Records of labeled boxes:
## Start

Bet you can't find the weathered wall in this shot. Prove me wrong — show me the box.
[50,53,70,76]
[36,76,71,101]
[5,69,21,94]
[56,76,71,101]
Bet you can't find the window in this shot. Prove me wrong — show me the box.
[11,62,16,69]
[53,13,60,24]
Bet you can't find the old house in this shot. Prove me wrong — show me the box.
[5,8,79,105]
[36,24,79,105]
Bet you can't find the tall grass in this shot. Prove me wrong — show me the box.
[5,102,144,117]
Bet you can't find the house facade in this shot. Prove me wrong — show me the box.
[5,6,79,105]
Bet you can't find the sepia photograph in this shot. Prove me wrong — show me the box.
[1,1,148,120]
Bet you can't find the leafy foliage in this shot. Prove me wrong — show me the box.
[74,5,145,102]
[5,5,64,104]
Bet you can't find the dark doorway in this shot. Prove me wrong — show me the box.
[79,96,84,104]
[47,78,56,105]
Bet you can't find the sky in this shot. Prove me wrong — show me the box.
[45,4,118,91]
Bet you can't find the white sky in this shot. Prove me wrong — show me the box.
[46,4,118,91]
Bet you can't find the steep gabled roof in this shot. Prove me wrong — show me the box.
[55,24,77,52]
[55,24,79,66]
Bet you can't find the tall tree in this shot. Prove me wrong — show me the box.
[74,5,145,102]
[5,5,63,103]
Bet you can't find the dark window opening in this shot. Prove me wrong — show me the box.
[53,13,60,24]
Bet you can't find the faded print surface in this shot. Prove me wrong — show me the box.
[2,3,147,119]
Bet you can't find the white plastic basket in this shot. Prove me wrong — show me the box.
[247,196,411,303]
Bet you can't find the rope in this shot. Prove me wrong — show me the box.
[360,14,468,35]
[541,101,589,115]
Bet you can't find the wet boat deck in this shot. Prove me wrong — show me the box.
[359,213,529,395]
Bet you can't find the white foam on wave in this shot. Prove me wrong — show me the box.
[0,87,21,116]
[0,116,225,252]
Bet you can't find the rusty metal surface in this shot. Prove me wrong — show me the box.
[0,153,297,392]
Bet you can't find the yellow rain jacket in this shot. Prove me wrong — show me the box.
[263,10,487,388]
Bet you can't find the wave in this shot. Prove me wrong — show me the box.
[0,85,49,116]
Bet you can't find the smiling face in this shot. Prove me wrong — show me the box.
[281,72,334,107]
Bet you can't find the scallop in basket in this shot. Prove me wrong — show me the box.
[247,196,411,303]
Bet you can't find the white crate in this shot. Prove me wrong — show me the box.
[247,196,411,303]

## End

Short exercise: Could you copy out all the records above, renaming "box" to "bounding box" wherever it occurs and leaving everything else the same?

Response below:
Bet you can't find the weathered wall in this shot. Prove me wrong — show me the bounding box.
[50,53,70,76]
[36,76,71,101]
[5,69,21,94]
[56,76,71,101]
Bet you can't find the window in this shot. Prove me wrong — show me the bounding box.
[11,62,16,69]
[53,13,60,24]
Bet you can't find the old house in this shot. Prove me wrong — show me the bounding box.
[5,8,79,105]
[36,24,79,105]
Bet you can't find the tall grass in this shot. Prove me wrong — show me the bounding box.
[5,102,144,117]
Bet you can't find the house facade in this shot. Prove me wrong — show me the bounding box.
[5,6,79,105]
Bet you can't find the sepia photograph in this shot. Prove me wrong — show me the bounding box.
[1,1,148,120]
Bet you can't find the leafy foliage in this shot. Prove me wrong — show me the bounding box.
[74,5,145,102]
[5,5,64,104]
Bet you can't find the dark doorway in this shot. Prove me wrong — show me the bounding box.
[79,96,84,104]
[47,78,56,105]
Bet you can't find the sky in this shot. Prove me wrong — show me the bounding box.
[45,4,118,91]
Bet you can't find the white sky in this shot. Prove me wrong — show me the bounding box.
[46,4,118,91]
Bet you can't find the steep gabled roof in this shot. Prove me wrong — show me the bounding box.
[55,24,77,52]
[55,24,79,66]
Bet you can't find the tall tree in this shot. Prove me wrong — show me the bounding box.
[74,5,145,102]
[5,5,63,103]
Bet you can't find the dark window opening in this shot. Prove me wrong — show me the bounding box.
[53,13,60,24]
Bet you can't find the faded print surface in this shot. Prove me wrong — show me the bounding box.
[2,3,147,119]
Bet you can't find the white plastic basket in this shot. Prove me wrong — show me the bounding box.
[247,196,411,303]
Bet you can't find the rope in this shot. Prove me wrong — show me the bounding box.
[360,14,468,35]
[541,101,589,115]
Bet you can't find the wet boat deck in this shot. Prove me wrong — show me the bounding box.
[359,213,529,395]
Bet you can't find the white foam on wave in this shot. Prove me wrong — show me the bounding box.
[0,87,21,116]
[0,116,225,252]
Bet you can't find the rusty metal surface in this shot. Prove me wrong — show me the bounding box.
[0,153,297,392]
Bet you can't find the yellow rain jacket in this shot. Prove me wrong — show me the bounding box.
[263,10,487,388]
Bet you can't find the wave in this shot. Prove me wrong — show me the bounding box.
[0,85,49,116]
Bet you can't find the smiling face in this shot. Prove me wrong — show me the bounding box.
[281,72,334,107]
Bet you can't find the scallop in basket in this shot. Prove me wrong — show me the bounding box.
[247,196,411,303]
Bet you can't find the white crate in this shot. Prove me wrong — show me the bounding box.
[247,196,411,303]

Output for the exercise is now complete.